(Image point grounding data)
▶
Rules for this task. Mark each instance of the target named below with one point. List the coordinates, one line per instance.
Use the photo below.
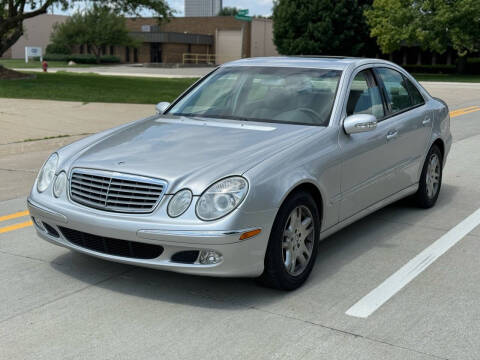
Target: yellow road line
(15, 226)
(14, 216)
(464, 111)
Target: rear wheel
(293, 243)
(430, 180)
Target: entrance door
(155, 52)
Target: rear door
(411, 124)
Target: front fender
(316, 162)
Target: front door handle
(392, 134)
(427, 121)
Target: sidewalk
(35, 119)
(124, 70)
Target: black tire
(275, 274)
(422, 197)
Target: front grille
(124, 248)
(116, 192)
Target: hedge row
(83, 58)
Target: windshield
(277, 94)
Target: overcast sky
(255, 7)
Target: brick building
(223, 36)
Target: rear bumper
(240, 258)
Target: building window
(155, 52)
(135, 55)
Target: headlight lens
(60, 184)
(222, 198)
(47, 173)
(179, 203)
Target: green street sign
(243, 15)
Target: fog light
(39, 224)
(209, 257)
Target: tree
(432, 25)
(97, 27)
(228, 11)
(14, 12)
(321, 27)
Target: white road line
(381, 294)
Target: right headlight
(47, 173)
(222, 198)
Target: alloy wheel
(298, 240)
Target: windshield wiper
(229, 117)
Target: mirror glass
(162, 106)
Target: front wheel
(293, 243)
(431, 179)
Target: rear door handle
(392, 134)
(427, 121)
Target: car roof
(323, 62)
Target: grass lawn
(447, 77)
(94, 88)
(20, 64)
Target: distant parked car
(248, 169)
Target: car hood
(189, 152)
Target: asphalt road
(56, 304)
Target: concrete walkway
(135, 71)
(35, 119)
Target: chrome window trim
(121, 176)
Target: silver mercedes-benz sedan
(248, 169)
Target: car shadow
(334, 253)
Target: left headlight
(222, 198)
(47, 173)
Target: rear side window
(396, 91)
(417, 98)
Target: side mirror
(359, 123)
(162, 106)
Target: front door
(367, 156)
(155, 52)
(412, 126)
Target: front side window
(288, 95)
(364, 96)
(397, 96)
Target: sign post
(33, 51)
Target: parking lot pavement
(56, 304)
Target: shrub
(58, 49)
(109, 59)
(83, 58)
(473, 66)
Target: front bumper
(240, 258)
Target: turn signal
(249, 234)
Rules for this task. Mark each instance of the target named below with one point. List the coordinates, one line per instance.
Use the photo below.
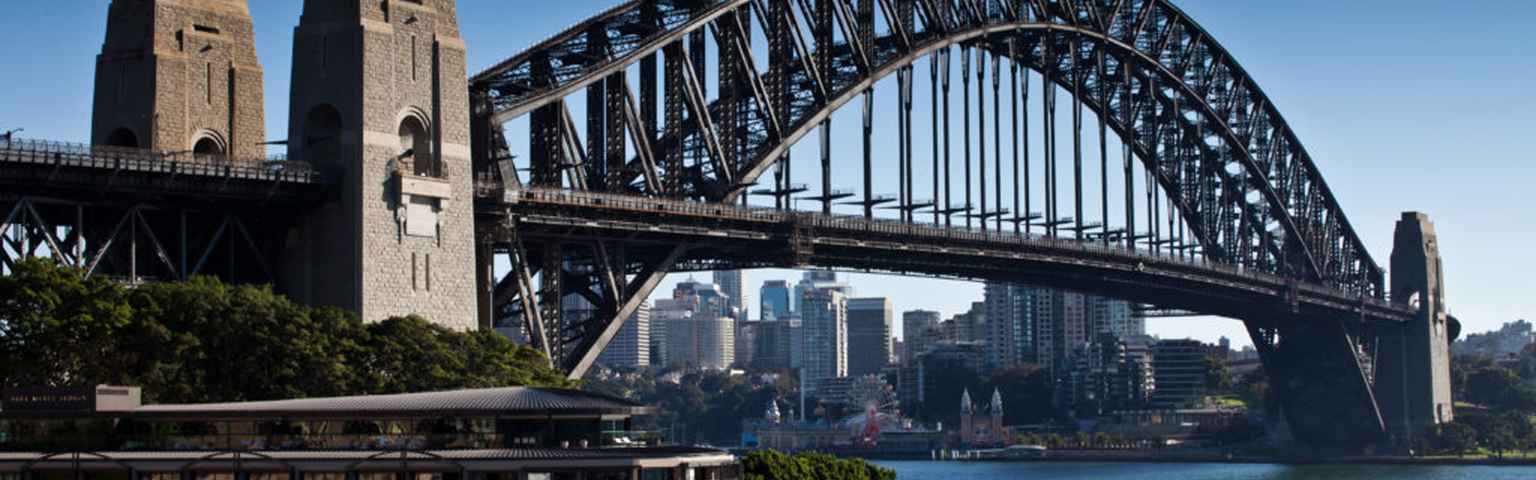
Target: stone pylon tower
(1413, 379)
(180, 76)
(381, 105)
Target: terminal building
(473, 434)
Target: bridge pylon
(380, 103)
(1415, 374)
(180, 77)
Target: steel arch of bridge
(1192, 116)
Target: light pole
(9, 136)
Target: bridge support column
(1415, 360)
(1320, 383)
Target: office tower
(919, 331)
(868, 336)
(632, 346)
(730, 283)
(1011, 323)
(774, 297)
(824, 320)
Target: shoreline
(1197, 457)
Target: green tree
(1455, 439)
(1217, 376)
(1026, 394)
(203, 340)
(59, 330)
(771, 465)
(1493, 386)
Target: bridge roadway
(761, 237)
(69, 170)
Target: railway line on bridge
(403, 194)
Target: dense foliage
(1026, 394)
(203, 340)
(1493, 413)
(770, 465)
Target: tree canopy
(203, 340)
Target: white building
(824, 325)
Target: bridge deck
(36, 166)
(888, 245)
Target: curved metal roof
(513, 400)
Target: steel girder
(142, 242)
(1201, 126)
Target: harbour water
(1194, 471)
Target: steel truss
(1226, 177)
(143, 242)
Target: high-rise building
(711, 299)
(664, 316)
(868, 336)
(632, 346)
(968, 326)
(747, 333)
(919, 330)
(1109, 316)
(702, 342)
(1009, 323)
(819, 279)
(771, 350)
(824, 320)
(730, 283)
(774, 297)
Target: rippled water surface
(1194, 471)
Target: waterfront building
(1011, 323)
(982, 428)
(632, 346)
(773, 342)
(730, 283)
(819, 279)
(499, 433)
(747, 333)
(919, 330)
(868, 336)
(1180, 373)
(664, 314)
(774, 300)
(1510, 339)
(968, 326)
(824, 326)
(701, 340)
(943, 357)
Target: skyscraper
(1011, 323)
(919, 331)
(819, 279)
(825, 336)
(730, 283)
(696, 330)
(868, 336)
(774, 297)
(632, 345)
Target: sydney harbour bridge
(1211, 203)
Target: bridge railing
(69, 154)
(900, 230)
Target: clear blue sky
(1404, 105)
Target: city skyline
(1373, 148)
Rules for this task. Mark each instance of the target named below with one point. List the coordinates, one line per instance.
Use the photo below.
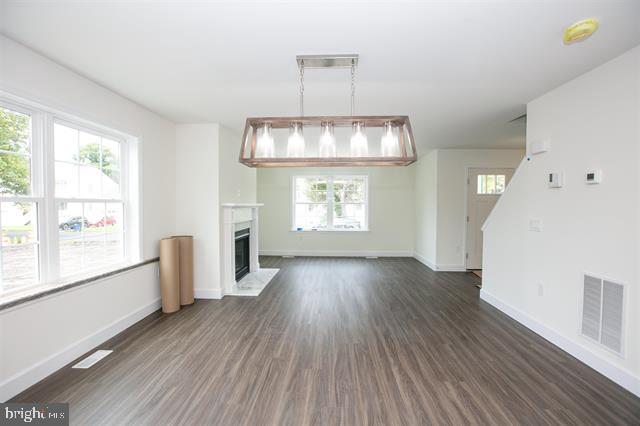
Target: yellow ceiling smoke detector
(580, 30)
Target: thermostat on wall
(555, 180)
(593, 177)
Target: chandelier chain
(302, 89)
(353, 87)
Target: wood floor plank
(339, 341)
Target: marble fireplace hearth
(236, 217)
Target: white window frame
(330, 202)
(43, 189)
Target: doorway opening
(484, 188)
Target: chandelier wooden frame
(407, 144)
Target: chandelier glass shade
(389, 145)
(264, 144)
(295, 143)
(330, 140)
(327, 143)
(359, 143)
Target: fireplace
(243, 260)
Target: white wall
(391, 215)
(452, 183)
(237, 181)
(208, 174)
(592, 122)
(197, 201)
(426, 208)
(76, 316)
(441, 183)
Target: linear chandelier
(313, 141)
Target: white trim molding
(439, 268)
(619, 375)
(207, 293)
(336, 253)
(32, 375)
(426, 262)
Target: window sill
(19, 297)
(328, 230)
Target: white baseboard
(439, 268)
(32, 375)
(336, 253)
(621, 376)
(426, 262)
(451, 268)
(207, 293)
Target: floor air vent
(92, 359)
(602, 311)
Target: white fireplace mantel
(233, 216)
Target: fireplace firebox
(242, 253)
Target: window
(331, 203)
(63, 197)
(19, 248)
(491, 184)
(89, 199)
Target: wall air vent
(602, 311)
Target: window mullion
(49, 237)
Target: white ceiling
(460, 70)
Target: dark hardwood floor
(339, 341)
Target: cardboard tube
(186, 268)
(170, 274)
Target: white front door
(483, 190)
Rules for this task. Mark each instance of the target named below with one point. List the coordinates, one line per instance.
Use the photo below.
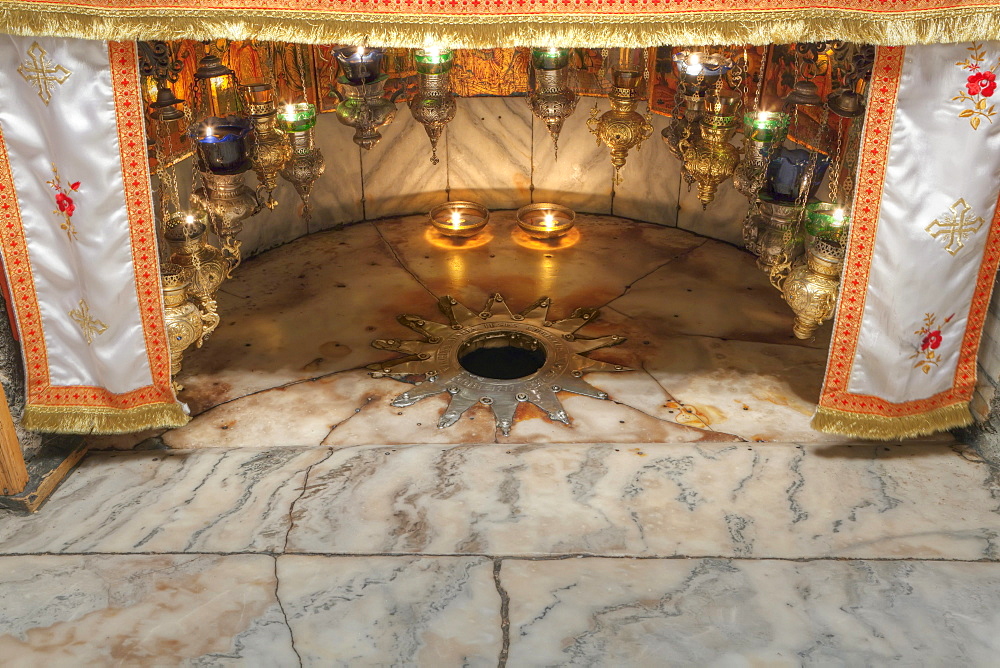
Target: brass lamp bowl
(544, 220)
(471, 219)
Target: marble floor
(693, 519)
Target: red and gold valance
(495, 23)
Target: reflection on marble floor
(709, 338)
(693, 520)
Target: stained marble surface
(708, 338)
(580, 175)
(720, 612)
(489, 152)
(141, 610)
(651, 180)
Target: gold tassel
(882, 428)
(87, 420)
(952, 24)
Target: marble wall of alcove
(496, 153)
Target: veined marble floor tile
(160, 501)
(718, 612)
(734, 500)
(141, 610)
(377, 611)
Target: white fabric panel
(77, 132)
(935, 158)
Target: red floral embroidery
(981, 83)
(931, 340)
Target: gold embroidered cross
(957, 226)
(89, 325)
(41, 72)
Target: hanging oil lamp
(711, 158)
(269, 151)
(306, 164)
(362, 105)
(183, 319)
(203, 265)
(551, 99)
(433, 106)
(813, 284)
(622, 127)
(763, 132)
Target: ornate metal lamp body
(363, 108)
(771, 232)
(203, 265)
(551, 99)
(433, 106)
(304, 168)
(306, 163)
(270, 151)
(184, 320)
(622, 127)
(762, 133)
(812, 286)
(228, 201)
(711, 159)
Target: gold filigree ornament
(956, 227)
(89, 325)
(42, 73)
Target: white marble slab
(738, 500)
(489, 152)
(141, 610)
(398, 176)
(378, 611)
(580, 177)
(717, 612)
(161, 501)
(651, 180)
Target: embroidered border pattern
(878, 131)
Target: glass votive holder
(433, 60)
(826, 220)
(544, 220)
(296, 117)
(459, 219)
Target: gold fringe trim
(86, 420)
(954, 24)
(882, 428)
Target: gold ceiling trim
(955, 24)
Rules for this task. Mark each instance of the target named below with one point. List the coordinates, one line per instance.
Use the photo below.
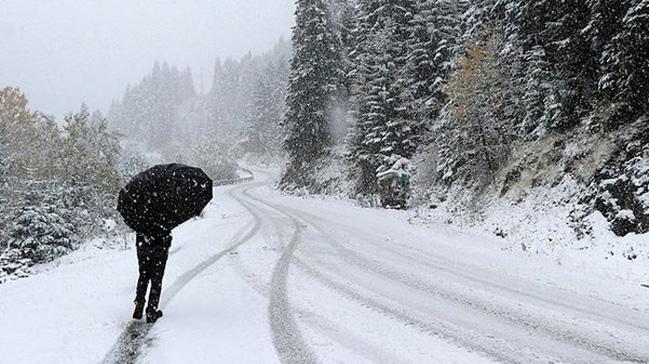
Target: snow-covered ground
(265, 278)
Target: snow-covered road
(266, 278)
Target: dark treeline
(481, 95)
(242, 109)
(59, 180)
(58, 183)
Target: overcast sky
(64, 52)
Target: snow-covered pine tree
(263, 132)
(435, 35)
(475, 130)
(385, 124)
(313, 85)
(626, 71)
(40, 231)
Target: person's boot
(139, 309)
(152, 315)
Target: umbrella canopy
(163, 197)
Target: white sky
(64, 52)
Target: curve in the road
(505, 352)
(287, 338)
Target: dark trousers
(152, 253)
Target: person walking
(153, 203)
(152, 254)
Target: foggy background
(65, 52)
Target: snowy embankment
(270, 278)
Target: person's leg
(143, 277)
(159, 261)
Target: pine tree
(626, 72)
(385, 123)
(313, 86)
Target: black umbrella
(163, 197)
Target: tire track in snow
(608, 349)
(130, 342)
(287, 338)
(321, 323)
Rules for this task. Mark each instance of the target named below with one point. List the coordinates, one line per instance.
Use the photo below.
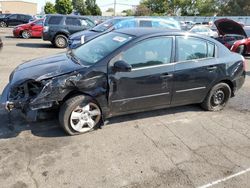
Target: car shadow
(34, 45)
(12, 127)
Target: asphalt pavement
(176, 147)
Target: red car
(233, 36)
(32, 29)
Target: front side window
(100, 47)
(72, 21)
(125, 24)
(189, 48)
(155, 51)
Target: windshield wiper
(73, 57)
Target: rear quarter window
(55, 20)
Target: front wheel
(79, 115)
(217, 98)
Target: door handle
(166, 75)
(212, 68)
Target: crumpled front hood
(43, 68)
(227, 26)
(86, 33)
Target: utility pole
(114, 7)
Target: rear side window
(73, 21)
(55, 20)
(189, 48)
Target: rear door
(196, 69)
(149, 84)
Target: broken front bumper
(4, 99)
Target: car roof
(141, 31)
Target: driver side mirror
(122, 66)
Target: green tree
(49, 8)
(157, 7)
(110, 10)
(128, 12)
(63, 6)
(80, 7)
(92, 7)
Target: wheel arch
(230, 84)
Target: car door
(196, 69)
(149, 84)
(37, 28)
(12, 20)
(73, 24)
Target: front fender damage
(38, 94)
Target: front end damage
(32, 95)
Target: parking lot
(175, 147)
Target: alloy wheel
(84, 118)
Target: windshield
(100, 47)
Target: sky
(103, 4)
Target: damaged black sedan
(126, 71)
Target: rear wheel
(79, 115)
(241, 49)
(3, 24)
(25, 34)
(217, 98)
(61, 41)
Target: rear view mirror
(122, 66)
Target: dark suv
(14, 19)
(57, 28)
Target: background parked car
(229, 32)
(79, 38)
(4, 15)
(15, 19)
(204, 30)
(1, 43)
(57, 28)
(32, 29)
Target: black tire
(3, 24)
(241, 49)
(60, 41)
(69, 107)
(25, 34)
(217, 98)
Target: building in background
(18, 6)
◀
## Task to complete
Restate word for word the lines from the one holding "Target: tire track in snow" down through the last line of the records above, and do not include the pictures.

## Solution below
Target: tire track in snow
(608, 349)
(130, 342)
(287, 338)
(321, 323)
Rules for this task. Mark each instance of the target named below with one point. List the coordinates, one line per instance.
Use the photo below.
Target: car shadow
(34, 45)
(12, 127)
Target: asphalt pavement
(176, 147)
Target: red car
(233, 36)
(32, 29)
Target: front side window
(100, 47)
(72, 21)
(125, 24)
(189, 48)
(155, 51)
Target: windshield wiper
(73, 57)
Target: rear quarter window
(55, 20)
Target: front wheel
(79, 115)
(217, 98)
Target: door handle
(166, 75)
(212, 68)
Target: crumpled front hood
(43, 68)
(227, 26)
(86, 33)
Target: utility pole
(114, 7)
Target: rear side window
(73, 21)
(55, 20)
(189, 48)
Target: rear door
(196, 69)
(149, 84)
Target: broken front bumper
(4, 99)
Target: car roof
(141, 31)
Target: driver side mirror
(122, 66)
Target: green tree
(49, 8)
(157, 7)
(110, 10)
(128, 12)
(63, 6)
(80, 7)
(92, 7)
Target: wheel arch
(230, 84)
Target: car door
(196, 69)
(149, 84)
(37, 28)
(12, 20)
(73, 24)
Target: front fender damage
(38, 94)
Target: front end damage
(32, 95)
Target: parking lot
(175, 147)
Target: alloy wheel
(84, 118)
Target: windshield
(100, 47)
Target: sky
(103, 4)
Target: damaged black sedan
(126, 71)
Target: rear wheel
(79, 115)
(241, 49)
(3, 24)
(25, 34)
(217, 98)
(61, 41)
Target: rear view mirror
(122, 66)
Target: dark suv
(14, 19)
(57, 28)
Target: background parked car
(229, 32)
(79, 38)
(4, 15)
(15, 19)
(204, 30)
(1, 43)
(57, 28)
(32, 29)
Target: black tire
(3, 24)
(241, 49)
(60, 41)
(69, 107)
(25, 34)
(217, 98)
Target: building in background
(18, 6)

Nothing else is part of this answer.